- _Aim of the task_:
Pick out each line of the data below that contains the string "locate", and copy those lines.

Start Excerpted records

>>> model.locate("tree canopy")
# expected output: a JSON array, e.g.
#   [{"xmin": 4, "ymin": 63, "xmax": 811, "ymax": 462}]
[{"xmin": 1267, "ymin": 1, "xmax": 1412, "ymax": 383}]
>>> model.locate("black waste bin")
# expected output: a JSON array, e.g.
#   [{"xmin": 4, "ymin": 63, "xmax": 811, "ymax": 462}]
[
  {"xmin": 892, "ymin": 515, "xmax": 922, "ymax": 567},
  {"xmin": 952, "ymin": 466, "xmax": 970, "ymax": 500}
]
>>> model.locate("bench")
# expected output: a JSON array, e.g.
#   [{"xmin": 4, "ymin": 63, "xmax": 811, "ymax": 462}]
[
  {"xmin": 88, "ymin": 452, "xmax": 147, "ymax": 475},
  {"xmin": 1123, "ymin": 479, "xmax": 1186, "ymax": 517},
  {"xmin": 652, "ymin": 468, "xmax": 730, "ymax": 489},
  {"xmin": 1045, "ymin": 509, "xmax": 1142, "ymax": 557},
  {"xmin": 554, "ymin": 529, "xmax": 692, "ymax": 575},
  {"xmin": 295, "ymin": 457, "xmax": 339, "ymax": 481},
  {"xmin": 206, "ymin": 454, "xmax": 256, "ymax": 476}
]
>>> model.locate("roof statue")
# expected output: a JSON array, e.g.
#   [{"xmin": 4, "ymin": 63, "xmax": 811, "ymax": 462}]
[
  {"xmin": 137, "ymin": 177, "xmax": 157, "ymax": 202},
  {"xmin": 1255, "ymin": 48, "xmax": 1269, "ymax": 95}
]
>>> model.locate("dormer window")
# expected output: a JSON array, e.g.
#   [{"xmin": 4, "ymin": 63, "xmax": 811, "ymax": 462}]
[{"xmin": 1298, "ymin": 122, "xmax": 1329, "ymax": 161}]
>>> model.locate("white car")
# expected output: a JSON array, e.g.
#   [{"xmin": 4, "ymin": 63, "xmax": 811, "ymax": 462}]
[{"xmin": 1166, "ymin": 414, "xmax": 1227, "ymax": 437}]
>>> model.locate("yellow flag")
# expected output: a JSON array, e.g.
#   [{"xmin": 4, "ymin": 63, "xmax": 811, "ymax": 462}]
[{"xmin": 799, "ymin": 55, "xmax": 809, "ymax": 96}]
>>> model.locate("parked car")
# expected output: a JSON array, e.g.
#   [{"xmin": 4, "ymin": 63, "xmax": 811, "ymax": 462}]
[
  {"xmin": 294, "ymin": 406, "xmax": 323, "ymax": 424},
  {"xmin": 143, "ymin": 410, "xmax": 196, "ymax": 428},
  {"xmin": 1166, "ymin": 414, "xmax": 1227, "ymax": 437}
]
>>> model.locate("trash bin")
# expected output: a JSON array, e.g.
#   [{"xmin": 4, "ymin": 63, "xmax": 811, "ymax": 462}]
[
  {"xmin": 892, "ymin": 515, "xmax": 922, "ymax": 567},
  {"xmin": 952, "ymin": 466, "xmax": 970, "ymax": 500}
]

End Excerpted records

- _Solution for this problem_:
>>> model.locate("tree canopy")
>>> model.locate("black waste bin")
>>> model.locate("bench")
>>> model.locate("roof statue")
>>> model.locate("dormer window")
>>> model.locate("white car")
>>> model.locate("yellow flag")
>>> model.locate("parked car")
>>> model.locate("trash bin")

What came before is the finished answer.